◆ PROBLEM TO WORK ON
Retype, exactly as they appear below, the lines between the line holding "Target: dense vegetation" and the line holding "Mark each instance of the person standing", both ends included.
-------------------------
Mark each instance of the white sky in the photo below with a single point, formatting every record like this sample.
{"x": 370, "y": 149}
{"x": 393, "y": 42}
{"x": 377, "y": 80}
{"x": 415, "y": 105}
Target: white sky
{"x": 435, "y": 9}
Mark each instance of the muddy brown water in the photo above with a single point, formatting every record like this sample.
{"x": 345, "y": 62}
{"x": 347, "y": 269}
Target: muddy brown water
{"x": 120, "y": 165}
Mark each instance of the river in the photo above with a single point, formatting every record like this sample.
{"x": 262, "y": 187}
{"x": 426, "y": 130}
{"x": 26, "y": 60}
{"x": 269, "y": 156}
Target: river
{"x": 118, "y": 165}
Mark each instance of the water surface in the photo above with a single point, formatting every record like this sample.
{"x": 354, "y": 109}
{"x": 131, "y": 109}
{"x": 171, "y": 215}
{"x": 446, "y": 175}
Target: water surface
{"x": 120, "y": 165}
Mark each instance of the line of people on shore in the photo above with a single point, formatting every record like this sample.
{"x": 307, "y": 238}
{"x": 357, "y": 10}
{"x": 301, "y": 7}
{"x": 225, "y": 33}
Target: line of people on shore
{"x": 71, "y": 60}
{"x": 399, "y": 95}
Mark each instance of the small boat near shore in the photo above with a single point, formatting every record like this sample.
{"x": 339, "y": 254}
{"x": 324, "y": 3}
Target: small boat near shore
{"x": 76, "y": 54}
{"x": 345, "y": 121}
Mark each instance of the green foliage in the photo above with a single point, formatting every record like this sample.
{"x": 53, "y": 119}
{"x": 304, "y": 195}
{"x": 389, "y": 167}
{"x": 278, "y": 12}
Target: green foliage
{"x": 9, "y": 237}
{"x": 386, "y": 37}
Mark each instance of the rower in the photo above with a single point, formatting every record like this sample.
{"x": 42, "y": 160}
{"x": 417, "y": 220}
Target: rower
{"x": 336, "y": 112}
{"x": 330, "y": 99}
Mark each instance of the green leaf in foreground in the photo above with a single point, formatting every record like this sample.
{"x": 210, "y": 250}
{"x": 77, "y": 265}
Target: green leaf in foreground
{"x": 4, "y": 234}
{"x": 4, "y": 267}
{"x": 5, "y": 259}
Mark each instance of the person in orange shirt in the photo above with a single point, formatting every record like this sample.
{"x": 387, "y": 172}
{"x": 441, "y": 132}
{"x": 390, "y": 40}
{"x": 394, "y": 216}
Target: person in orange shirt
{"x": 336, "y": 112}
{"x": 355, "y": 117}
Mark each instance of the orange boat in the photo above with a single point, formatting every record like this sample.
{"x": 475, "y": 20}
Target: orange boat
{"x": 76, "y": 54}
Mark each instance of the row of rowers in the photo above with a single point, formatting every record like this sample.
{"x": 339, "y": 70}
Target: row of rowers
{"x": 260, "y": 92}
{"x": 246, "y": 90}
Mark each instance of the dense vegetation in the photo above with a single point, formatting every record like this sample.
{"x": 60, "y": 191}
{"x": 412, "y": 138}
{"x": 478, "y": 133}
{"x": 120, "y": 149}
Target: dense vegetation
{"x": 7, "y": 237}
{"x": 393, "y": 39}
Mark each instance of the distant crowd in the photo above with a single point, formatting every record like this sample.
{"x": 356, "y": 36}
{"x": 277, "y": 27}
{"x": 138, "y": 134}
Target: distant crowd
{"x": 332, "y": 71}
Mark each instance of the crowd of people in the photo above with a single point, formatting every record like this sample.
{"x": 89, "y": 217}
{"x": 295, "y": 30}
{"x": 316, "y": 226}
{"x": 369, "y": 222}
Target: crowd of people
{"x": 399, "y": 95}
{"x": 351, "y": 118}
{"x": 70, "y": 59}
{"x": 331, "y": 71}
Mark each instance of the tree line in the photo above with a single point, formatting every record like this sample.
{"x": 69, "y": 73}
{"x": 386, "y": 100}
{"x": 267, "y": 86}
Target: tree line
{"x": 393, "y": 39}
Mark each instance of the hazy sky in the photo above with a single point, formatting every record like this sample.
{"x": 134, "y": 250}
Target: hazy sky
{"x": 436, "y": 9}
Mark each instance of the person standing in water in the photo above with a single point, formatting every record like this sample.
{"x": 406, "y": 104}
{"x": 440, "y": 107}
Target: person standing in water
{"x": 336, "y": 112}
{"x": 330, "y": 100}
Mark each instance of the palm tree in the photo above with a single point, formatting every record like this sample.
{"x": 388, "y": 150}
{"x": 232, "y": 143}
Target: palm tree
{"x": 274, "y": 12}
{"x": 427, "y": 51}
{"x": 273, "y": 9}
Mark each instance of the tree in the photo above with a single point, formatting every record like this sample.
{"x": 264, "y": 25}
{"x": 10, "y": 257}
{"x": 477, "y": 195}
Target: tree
-------------------------
◆ COMPLETED TASK
Target: dense vegetation
{"x": 7, "y": 237}
{"x": 393, "y": 39}
Mark each instance of the distant crowd in the photo above with a single point, formatting every record like this sample.
{"x": 356, "y": 36}
{"x": 277, "y": 27}
{"x": 138, "y": 134}
Target: distant crowd
{"x": 332, "y": 71}
Mark each instance of the crowd of people in the photo above with a single point, formatting every record like this sample.
{"x": 89, "y": 217}
{"x": 295, "y": 30}
{"x": 316, "y": 226}
{"x": 369, "y": 222}
Target: crowd of people
{"x": 399, "y": 95}
{"x": 351, "y": 118}
{"x": 70, "y": 59}
{"x": 331, "y": 71}
Mark each instance of the tree line in the photo above with a single point, formatting every record like this sample.
{"x": 69, "y": 73}
{"x": 386, "y": 100}
{"x": 267, "y": 86}
Target: tree line
{"x": 393, "y": 39}
Mark each instance of the hazy sky in the photo above with a single point, formatting every record like this sample.
{"x": 134, "y": 250}
Target: hazy sky
{"x": 436, "y": 9}
Mark each instance of the person standing in water in the photo above with a single point, formatting every record like this sample.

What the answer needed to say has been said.